**Given request 1**
In the class templates passage below, what does the prefix template<class T> specify?
**Given request 2**
Extend the class templates passage below, starting after its final sentence.

**Article**
────
13 Templates [temp]

13.7 Template declarations [temp.decls]

13.7.2 Class templates [temp.class] General [temp.class.general]

A class template defines the layout and operations for an unbounded set of related types.
[Example 1:
A single class template List might provide an unbounded set of class definitions: one class List<T> for every type T, each describing a linked list of elements of type T.
Similarly, a class template Array describing a contiguous, dynamic array might be defined like this: template<class T> class Array { T* v; int sz; public: explicit Array(int); T& operator[](int); T& elem(int i) { return v[i]; } };
The prefix template<class T> specifies that a template is being declared and that a type-name T may be used in the declaration.
In other words, Array is a parameterized type with T as its parameter.
— end example]
When a member function, a member class, a member enumeration, a static data member or a member template of a class template is defined outside of the class template definition, the member definition is defined as a template definition in which the template-head is equivalent to that of the class template ([temp.over.link]).
────
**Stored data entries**
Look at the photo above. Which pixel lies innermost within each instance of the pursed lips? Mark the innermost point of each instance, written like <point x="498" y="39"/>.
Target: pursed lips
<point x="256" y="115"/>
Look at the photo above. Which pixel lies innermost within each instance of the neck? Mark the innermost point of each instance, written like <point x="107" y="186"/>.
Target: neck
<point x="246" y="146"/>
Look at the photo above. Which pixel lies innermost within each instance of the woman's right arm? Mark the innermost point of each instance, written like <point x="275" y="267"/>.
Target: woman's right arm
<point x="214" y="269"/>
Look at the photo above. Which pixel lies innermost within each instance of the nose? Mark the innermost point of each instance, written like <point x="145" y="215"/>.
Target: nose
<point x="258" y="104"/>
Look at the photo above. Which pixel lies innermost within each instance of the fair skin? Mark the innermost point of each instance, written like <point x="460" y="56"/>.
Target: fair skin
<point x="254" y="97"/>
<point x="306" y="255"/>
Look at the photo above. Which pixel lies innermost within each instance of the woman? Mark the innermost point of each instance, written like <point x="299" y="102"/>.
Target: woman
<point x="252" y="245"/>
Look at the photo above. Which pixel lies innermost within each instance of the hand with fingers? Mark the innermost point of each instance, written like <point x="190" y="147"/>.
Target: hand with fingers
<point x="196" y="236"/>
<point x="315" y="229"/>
────
**Expected answer 1**
It specifies that a template is being declared and that a type-name T may be used in the declaration.

**Expected answer 2**
The names of the template parameters used in the definition of the member may be different from the template parameter names used in the class template definition.
The template argument list following the class template name in the member definition shall name the parameters in the same order as the one used in the template parameter list of the member.
Each template parameter pack shall be expanded with an ellipsis in the template argument list.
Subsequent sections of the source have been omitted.